== REQUIRED ACTION 1 ==
Answer these three questions using the profile of Heather J. Peters below, one answer per line and marked like the questions:
(a) From which university did Peters receive her PhD?
(b) Which cultural resource center has Peters collaborated with on projects?
(c) At what event will the UMMAA honor Peters?
== REQUIRED ACTION 2 ==
Summarize the profile of Heather J. Peters below in two sentences.

Heather J. Peters

Associate Professor, Psychology
Award Year
2016
Degrees
PhD, University of Arizona
MA, University of Arizona
BA, University of Minnesota Twin Cities
BS, University of Minnesota Twin Cities

Heather J. Peters, associate professor of psychology, has received the Horace T. Morse - University of Minnesota Alumni Association Award for Outstanding Contributions to Undergraduate Education and the 2016 University of Minnesota, Morris Alumni Association (UMMAA) Teaching Award. These honors are testaments to Peters’s dedication to and excellence in undergraduate education.

The UMMAA Teaching Award honors faculty members for outstanding contributions to undergraduate education, while the Morse award honors faculty who excel in teaching, research, creative activities, advising, academic program development, and educational leadership. Both call attention to educational philosophies, objectives, and methods. In these regards, Peters stands out for her profound commitment to social justice and to serving students from marginalized identities and communities; this commitment is the driving force behind her teaching, advising, research, and service work.

“Social justice underlies everything I do,” says Peters. “I’m very aware of diversity within my community and how it gets played out around me. I don’t want to live in a community where we tolerate each other; I want to live in a community where we value difference, and that’s something I can do through my work.”

Peters’s interest in community, culture, and justice began at an early age. She pursued these interests as an undergraduate and graduate student, ultimately cultivating areas of expertise in multicultural psychology and community-based research. Prompted by Morris’s institutional history and beginnings as an American Indian boarding school, during her tenure Peters has collaborated with partners like research and evaluation specialist Teresa Peterson, EdD ’91 and cultural resource center Dakota Wicohan on projects that explore Dakota language and lifeway revitalization and culturally based youth suicide intervention. All of this work is done with respect to—and for—community strengths and priorities.

“It’s really important in community-based research that you don’t go in and tell people how to solve their problems, but instead say, 'I have these skills, so how can I be an ally?,'” she says. “It’s not my research agenda; it’s a combination of my skills and the skills of the partners I’m with and what we are going to work on that helps their community.”

Peters’s passion for social justice has earned the admiration of students and colleagues alike. Nominators write that she is “an outstanding classroom instructor...and is a potent force in student academic life.” Vice Chancellor for Academic Affairs and Dean Bart Finzel echoes their sentiments, adding “Heather’s passion for bringing people together and creating a just society are obvious to all of the students lucky enough to intersect her path. This passion is infectious.”

Peters is the twenty-first recipient of the UMMAA Teaching Award and the forty-fourth Morris faculty member to receive the Horace T. Morse Award. She will be honored by the UMMAA during the 2016 Homecoming celebration. As a Morse award winner, she also will be named a member of the Academy of Distinguished Teachers, which provides leadership to the University community as mentors, advisers, and spokespersons for the University’s teaching mission.

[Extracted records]

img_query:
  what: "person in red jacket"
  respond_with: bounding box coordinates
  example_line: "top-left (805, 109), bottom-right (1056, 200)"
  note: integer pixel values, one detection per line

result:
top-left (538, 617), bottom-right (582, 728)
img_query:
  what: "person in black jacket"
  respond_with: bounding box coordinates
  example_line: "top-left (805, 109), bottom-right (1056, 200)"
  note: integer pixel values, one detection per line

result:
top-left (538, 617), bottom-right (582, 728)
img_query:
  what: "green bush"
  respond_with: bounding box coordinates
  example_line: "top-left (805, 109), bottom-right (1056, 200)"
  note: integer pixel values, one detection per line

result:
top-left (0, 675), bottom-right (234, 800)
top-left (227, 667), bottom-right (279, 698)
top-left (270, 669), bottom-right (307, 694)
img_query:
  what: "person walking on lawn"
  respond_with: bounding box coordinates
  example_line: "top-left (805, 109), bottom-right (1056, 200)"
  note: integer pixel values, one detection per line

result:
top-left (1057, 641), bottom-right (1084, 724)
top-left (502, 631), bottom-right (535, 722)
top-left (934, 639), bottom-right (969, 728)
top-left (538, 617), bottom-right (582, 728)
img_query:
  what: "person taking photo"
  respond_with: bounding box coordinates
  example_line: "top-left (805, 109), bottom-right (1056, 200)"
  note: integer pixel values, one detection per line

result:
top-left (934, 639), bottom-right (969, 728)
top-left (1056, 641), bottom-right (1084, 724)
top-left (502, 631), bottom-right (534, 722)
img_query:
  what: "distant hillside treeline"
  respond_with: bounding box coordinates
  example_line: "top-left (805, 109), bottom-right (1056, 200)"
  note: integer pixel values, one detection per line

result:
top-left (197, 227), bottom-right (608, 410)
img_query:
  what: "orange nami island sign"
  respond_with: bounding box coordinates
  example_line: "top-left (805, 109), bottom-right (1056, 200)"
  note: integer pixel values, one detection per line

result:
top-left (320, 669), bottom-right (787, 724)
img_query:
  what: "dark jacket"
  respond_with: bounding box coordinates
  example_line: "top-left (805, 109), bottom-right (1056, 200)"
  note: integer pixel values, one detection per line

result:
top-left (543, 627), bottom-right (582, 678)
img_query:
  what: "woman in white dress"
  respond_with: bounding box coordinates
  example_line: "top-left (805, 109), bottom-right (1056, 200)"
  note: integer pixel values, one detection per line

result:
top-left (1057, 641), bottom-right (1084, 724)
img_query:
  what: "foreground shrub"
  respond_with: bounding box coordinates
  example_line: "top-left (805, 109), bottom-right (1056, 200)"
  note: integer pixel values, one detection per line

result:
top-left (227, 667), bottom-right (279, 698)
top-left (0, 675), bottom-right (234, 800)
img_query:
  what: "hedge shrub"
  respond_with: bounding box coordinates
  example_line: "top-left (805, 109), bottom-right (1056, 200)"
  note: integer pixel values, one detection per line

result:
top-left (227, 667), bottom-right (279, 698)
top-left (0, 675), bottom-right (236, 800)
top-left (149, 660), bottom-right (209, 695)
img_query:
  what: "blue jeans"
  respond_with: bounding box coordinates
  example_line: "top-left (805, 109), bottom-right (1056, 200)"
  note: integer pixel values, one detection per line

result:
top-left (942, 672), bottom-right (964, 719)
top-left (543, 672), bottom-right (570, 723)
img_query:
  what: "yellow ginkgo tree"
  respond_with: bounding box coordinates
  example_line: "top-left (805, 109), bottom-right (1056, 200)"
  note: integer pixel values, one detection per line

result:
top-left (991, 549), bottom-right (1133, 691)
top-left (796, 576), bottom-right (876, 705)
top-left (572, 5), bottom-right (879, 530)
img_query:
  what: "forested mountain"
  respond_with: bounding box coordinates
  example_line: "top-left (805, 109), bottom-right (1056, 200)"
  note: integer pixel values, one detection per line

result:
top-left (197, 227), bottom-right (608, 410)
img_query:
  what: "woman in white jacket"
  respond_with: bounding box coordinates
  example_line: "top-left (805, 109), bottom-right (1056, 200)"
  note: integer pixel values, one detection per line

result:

== EXPECTED OUTPUT 1 ==
(a) The University of Arizona
(b) Dakota Wicohan
(c) The 2016 Homecoming celebration

== EXPECTED OUTPUT 2 ==
Heather J. Peters, associate professor of psychology, has received both the Horace T. Morse - University of Minnesota Alumni Association Award for Outstanding Contributions to Undergraduate Education and the 2016 University of Minnesota, Morris Alumni Association (UMMAA) Teaching Award. She stands out for her commitment to social justice and to serving students from marginalized identities and communities, which drives her teaching, advising, research, and service, including community-based projects on Dakota language and lifeway revitalization and culturally based youth suicide intervention.